= Exercise aim =
Where in the listing does the word "alloy" appear? Report each line that holds it.

= Material provided =
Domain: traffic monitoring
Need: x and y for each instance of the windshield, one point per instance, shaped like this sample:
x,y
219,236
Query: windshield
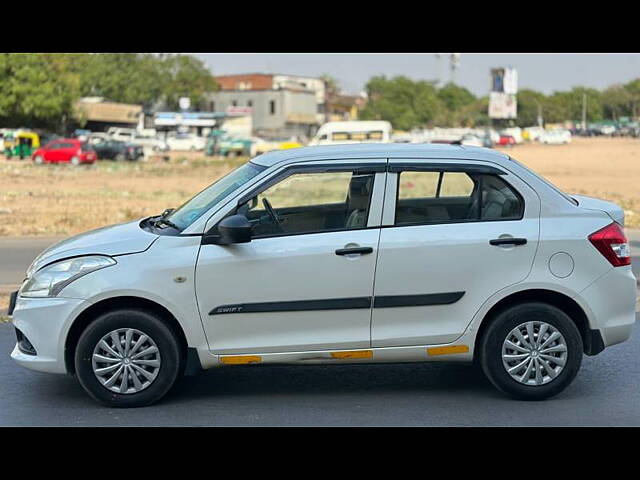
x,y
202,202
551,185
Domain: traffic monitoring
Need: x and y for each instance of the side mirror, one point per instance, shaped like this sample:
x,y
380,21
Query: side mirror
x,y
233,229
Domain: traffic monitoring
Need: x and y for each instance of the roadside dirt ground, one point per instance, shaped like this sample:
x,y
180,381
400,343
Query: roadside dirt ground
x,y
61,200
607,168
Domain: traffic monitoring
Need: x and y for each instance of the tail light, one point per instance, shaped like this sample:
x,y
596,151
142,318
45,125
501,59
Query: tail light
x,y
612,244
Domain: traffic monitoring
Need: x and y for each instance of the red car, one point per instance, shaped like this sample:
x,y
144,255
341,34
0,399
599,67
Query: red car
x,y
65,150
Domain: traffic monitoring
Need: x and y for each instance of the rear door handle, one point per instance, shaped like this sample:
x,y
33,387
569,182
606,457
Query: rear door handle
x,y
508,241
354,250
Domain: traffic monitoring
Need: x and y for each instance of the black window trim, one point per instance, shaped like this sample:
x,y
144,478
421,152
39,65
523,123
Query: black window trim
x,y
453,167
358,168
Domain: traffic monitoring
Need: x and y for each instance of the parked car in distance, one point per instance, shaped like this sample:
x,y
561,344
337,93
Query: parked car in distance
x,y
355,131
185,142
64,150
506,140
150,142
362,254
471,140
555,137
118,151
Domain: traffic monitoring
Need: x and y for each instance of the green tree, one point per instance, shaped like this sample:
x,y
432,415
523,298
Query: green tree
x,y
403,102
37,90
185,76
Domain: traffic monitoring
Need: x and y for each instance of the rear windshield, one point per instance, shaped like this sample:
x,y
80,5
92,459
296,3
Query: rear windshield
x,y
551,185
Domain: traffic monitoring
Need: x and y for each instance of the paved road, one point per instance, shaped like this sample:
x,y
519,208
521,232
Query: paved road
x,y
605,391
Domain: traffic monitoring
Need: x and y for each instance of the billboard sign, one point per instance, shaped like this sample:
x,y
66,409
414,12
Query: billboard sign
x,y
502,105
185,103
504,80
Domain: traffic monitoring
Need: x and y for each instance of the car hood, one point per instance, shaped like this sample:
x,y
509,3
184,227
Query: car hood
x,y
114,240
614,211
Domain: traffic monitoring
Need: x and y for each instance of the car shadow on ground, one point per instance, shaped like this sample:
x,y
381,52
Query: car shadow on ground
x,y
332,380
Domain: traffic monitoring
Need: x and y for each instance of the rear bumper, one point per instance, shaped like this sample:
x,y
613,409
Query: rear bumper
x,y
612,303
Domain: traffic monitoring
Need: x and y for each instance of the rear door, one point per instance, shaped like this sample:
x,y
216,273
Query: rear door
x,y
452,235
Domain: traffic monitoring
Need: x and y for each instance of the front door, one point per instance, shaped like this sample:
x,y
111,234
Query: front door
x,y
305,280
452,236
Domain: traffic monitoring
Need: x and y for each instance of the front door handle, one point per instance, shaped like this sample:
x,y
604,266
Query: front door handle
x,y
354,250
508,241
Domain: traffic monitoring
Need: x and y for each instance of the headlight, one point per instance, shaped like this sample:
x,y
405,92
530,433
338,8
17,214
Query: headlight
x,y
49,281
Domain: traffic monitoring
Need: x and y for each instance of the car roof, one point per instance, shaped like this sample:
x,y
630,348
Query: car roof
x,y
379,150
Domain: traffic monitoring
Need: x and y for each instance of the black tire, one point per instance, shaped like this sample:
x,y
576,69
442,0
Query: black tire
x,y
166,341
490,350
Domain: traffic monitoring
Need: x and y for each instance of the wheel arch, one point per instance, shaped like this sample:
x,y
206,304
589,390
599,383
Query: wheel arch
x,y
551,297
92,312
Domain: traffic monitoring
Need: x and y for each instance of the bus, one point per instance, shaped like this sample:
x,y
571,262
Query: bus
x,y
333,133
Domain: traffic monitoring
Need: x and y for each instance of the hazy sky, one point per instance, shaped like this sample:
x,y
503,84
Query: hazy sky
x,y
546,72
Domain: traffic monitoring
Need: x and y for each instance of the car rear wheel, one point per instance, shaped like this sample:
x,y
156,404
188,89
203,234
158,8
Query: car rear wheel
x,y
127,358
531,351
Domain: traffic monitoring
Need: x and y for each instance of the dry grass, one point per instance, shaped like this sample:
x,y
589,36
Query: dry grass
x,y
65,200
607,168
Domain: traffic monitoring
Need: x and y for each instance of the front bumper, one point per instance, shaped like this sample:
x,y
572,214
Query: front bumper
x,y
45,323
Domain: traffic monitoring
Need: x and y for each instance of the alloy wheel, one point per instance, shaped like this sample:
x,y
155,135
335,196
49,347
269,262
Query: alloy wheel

= Response area =
Need: x and y for each instance of the alloy wheel, one point per instance, shaped like this sample:
Query: alloy wheel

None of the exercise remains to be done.